Data provided
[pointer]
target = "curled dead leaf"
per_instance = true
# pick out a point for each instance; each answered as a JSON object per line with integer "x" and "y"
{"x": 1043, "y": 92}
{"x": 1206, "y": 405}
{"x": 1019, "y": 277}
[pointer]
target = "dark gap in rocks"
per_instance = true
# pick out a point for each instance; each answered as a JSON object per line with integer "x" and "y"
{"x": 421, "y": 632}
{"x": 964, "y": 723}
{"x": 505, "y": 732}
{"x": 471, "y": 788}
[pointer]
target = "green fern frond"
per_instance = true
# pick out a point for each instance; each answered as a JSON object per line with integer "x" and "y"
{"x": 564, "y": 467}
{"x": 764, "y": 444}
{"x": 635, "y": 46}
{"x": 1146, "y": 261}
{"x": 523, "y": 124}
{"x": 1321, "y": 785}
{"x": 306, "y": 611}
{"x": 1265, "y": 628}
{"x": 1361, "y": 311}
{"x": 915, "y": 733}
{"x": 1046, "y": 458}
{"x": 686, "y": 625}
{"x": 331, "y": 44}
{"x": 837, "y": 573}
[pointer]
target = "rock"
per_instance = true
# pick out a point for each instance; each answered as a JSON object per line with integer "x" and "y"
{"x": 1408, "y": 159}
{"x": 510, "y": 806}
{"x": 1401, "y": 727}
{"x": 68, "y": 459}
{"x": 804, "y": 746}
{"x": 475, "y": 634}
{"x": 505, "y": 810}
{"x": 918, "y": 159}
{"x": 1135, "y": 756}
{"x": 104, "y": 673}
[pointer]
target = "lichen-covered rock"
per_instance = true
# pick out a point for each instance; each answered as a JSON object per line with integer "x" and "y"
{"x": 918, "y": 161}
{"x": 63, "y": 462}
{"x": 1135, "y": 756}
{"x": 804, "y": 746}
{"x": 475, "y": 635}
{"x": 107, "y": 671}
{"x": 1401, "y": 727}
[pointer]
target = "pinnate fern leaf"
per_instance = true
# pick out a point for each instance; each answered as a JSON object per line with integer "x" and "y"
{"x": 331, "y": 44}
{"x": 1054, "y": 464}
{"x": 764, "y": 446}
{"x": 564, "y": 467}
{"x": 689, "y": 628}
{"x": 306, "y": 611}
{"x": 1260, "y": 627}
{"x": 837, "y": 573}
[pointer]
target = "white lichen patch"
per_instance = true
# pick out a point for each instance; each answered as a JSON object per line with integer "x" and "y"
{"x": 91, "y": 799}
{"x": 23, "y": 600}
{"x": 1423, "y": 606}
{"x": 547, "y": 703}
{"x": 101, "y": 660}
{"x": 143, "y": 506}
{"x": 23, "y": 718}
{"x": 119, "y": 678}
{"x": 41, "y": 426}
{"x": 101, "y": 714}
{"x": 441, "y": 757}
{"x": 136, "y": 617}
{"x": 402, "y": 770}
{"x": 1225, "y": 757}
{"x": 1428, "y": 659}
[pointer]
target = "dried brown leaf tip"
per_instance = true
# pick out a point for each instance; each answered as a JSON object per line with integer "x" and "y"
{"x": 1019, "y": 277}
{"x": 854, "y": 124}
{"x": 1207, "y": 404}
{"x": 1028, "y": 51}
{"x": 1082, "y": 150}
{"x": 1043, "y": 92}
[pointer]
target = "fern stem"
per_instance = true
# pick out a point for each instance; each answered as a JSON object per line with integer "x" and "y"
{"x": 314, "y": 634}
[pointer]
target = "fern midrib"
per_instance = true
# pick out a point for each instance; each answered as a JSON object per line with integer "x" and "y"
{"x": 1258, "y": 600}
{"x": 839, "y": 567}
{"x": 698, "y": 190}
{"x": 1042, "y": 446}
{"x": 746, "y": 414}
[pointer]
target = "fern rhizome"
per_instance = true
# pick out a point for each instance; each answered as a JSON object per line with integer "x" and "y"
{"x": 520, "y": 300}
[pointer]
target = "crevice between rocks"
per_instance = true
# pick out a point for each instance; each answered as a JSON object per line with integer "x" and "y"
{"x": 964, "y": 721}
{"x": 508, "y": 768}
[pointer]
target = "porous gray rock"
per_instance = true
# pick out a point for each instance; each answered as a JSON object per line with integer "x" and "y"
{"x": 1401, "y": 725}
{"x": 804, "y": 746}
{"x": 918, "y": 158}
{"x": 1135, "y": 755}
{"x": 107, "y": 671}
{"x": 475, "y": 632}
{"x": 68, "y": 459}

About this task
Faithfully copy every entry, leaving nothing out.

Result of the exercise
[pointer]
target = "curled dead leaf"
per_instance = true
# pick out a point for each instance; each answered as a JSON object per line with integer "x" and "y"
{"x": 1043, "y": 92}
{"x": 1206, "y": 405}
{"x": 1019, "y": 277}
[pointer]
target = "dark gap in rocks"
per_instance = true
# pick out a point for each instance; each answered as a JSON object per line with integer "x" and "y"
{"x": 421, "y": 632}
{"x": 964, "y": 723}
{"x": 505, "y": 732}
{"x": 471, "y": 788}
[pointer]
target = "green fern frond"
per_instance = true
# pick out a point for each instance; each answered as a JSON object per line with integer "x" and "y"
{"x": 564, "y": 467}
{"x": 764, "y": 444}
{"x": 635, "y": 46}
{"x": 1146, "y": 261}
{"x": 523, "y": 124}
{"x": 1321, "y": 785}
{"x": 306, "y": 611}
{"x": 1265, "y": 628}
{"x": 1361, "y": 311}
{"x": 915, "y": 733}
{"x": 1046, "y": 458}
{"x": 686, "y": 625}
{"x": 331, "y": 44}
{"x": 837, "y": 573}
[pointer]
target = "rock"
per_instance = true
# pick out a point for each instance; each answered as a JSON object per line with integer "x" and "y"
{"x": 1408, "y": 159}
{"x": 510, "y": 806}
{"x": 1401, "y": 727}
{"x": 68, "y": 459}
{"x": 804, "y": 746}
{"x": 475, "y": 634}
{"x": 505, "y": 810}
{"x": 918, "y": 159}
{"x": 1135, "y": 756}
{"x": 104, "y": 673}
[pointer]
target = "lichen-covered rock"
per_instance = true
# pick out a point for each instance; each answered as a JSON object per line with integer "x" and "y"
{"x": 918, "y": 161}
{"x": 63, "y": 462}
{"x": 1135, "y": 756}
{"x": 804, "y": 746}
{"x": 475, "y": 635}
{"x": 107, "y": 671}
{"x": 1401, "y": 727}
[pointer]
target = "pinnate fern leaf"
per_instance = true
# pick out a point for each instance; each answered as a JSON object per line with integer "x" and "y"
{"x": 331, "y": 44}
{"x": 1054, "y": 464}
{"x": 764, "y": 446}
{"x": 564, "y": 467}
{"x": 689, "y": 628}
{"x": 306, "y": 611}
{"x": 1260, "y": 627}
{"x": 837, "y": 573}
[pointer]
target = "white lichen patch"
per_instance = true
# pick out a point for each instance; each answered as a JSON object per line with integer "x" and "y"
{"x": 91, "y": 799}
{"x": 23, "y": 600}
{"x": 1423, "y": 606}
{"x": 547, "y": 703}
{"x": 101, "y": 660}
{"x": 143, "y": 506}
{"x": 23, "y": 718}
{"x": 119, "y": 678}
{"x": 41, "y": 426}
{"x": 101, "y": 714}
{"x": 441, "y": 757}
{"x": 136, "y": 617}
{"x": 402, "y": 770}
{"x": 1225, "y": 757}
{"x": 1428, "y": 659}
[pointer]
target = "dried brown leaf tip"
per_instance = true
# pick out a point for each instance; each answered as a JSON object per line with integer "x" and "y"
{"x": 1019, "y": 277}
{"x": 854, "y": 124}
{"x": 1207, "y": 404}
{"x": 1028, "y": 51}
{"x": 1082, "y": 150}
{"x": 1043, "y": 92}
[pointer]
target = "fern stem"
per_instance = true
# pick out a point for each instance; each answered as a JSON object per line with integer "x" and "y"
{"x": 314, "y": 634}
[pointer]
target = "fern midrib"
per_instance = true
# pick out a point for each instance; each answered as a JSON object per line with integer "x" and "y"
{"x": 1258, "y": 600}
{"x": 839, "y": 567}
{"x": 698, "y": 190}
{"x": 1042, "y": 446}
{"x": 746, "y": 414}
[pointer]
target = "fern rhizome"
per_instance = true
# pick out a point for each instance; each answered as a JSON object per line with integer "x" and "y"
{"x": 520, "y": 300}
[pointer]
target = "crevice between rocks"
per_instance = true
# pick out a point for each instance; each answered as a JSON object per line with integer "x" and "y"
{"x": 964, "y": 721}
{"x": 508, "y": 768}
[pointer]
target = "porous gray rock"
per_instance = true
# pick out a point for each instance; each answered as a JSON object per line with integer "x" and "y"
{"x": 1401, "y": 725}
{"x": 804, "y": 746}
{"x": 918, "y": 158}
{"x": 1135, "y": 755}
{"x": 107, "y": 671}
{"x": 475, "y": 632}
{"x": 68, "y": 459}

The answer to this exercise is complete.